Problem to work on - Write the records out again, unchanged.

Listed entries -
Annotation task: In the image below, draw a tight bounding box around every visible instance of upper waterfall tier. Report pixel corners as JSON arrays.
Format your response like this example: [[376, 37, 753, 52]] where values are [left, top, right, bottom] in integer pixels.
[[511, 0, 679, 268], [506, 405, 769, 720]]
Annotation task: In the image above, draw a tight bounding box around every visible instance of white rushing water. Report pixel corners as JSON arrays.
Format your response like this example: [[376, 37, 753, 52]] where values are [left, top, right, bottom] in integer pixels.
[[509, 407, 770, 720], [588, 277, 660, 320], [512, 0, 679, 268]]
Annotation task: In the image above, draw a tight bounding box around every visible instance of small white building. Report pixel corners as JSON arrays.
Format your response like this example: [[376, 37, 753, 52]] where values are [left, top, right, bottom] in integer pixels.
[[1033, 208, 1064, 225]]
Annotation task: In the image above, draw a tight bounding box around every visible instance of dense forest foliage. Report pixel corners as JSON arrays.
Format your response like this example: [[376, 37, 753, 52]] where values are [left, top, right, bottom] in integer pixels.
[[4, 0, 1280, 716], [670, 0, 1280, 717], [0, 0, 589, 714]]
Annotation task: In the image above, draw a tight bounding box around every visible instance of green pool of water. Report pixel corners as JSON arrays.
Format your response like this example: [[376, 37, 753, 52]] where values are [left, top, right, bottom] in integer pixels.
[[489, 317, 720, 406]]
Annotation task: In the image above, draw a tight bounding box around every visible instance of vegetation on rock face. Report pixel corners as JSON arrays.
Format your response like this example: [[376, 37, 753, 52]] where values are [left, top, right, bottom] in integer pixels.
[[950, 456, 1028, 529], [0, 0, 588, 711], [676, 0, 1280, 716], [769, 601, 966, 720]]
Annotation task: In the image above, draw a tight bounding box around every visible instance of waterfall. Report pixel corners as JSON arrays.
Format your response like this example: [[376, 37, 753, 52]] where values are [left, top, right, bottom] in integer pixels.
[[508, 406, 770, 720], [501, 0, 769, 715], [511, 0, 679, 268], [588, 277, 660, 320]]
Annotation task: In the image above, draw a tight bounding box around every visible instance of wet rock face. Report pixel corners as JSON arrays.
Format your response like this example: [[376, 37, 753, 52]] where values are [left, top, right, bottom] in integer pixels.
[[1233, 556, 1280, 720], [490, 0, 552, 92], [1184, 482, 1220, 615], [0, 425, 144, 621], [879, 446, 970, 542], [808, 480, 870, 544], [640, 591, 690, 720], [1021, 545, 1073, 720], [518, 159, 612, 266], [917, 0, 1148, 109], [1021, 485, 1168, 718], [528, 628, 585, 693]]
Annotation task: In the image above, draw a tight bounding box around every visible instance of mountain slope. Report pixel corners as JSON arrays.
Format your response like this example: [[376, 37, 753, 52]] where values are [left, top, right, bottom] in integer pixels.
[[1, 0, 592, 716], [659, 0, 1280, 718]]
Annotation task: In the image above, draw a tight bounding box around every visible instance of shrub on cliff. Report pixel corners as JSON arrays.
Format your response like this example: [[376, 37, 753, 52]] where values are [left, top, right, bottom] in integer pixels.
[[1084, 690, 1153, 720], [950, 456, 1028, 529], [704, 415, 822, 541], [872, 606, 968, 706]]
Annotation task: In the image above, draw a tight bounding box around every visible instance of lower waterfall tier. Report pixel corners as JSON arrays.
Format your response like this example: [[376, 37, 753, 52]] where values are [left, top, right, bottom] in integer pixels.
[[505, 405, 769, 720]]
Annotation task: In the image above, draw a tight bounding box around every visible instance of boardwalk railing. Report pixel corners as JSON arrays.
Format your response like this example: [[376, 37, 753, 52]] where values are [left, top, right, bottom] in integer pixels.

Response -
Annotation task: In the image below, draw a tight bounding box around every visible instance of upper waterfall tier. Report pixel corners as JSON arrays.
Format your response like this example: [[376, 37, 753, 52]] where values are [left, top, right, bottom] in integer pixels.
[[511, 0, 679, 268], [506, 405, 769, 720]]
Annotation task: In the image above, draw a tight bounding box around every visible instance of white rushing water. Report pixel corners as JSON arrays.
Format your response like this example: [[376, 37, 753, 52]] where values are [left, top, right, bottom] in integer pixels.
[[509, 407, 770, 720], [588, 277, 660, 320], [512, 0, 679, 268]]
Annotation task: In the image above, draw a tight bounding box around every visible instance of small white building. Report pixel corners as JSON arrays.
Format your response like this example: [[376, 37, 753, 52]] where values are [left, top, right, bottom] in integer pixels.
[[1033, 208, 1064, 225]]
Annotation task: In the image above, draw a tight bounding box around every visible instance of dense forest foliage. Report pixel corners as JSON arrays.
Format your response like this example: [[376, 37, 753, 52]] where values are [left, top, right, bottom] in integer pixels.
[[4, 0, 1280, 716], [670, 0, 1280, 717], [0, 0, 589, 714]]
Annotation task: In the image above, draw a tight bounding box around every visible instance of green pool of water. Report pixel corners as JSON arrays.
Format your response like this example: [[376, 37, 753, 52]] where values are [left, top, right, bottom] in integer pixels.
[[489, 317, 720, 406]]
Annotation task: In the image above, draw a tight bounding box around every visible instance of vegetation on rock face. Report pixel corners as JSON arrays.
Format your response like this example: [[376, 37, 753, 52]] where values are [left, top, right, bottom] in integer pixels.
[[950, 456, 1028, 529], [0, 0, 588, 711], [676, 0, 1280, 716], [769, 601, 966, 720]]
Annotation task: In the image above, draw a tight bounding box around every visible instance of waterfall. Report pixel corners as JSON arrays.
Format your response like this example: [[376, 37, 753, 52]] where values are [left, top, right, bottom] in integer pixels.
[[508, 406, 770, 720], [501, 0, 769, 715], [511, 0, 679, 268], [588, 277, 660, 320]]
Annotation task: In the image above, draw a tight bounding box around every visible instance of wet rock face. Report pixel corners as JSON arrays.
Format your response like this example: [[376, 37, 753, 52]] where values are [left, top, right, bottom] in integer pixels.
[[1233, 556, 1280, 720], [490, 0, 552, 92], [1184, 482, 1220, 615], [0, 425, 144, 621], [879, 446, 970, 542], [808, 480, 870, 544], [640, 591, 690, 720], [1021, 545, 1073, 720], [518, 159, 612, 266], [917, 0, 1148, 109], [1021, 485, 1168, 718], [528, 628, 585, 693]]
Annotation task: In the image above, draw a tight bounding box around every visible instance of mountain slope. Report pixel corners as JSON arrays.
Format your response like this example: [[376, 37, 753, 52]] where values are [left, top, right, bottom] in integer pixels.
[[1, 0, 592, 716], [659, 0, 1280, 718]]
Annotation task: In the image above, draw a tight bounding box around every visible instance of shrub on cliff. Report pixel corners as JSON arrays.
Format your response like this example: [[376, 37, 753, 52]] where values are [left, top, right, bottom] in integer pixels.
[[1084, 690, 1153, 720], [950, 456, 1028, 529], [704, 415, 822, 541], [872, 606, 968, 706]]
Annotation task: In the image above, draw a tight bounding box around every visible instance of lower waterfall tier. Report pixel corners as JSON arrays.
Format your response like this example: [[376, 37, 753, 52]] where values are [left, top, right, bottom] in integer pixels.
[[505, 405, 769, 720]]
Annotation task: In the image above, draw a tight bounding box around every visible instance of boardwalk railing. Report pixel corners as JSON arrays.
Format your response like this example: [[376, 37, 753, 52]] where values are [left, top, right, bottom] in integer pixels.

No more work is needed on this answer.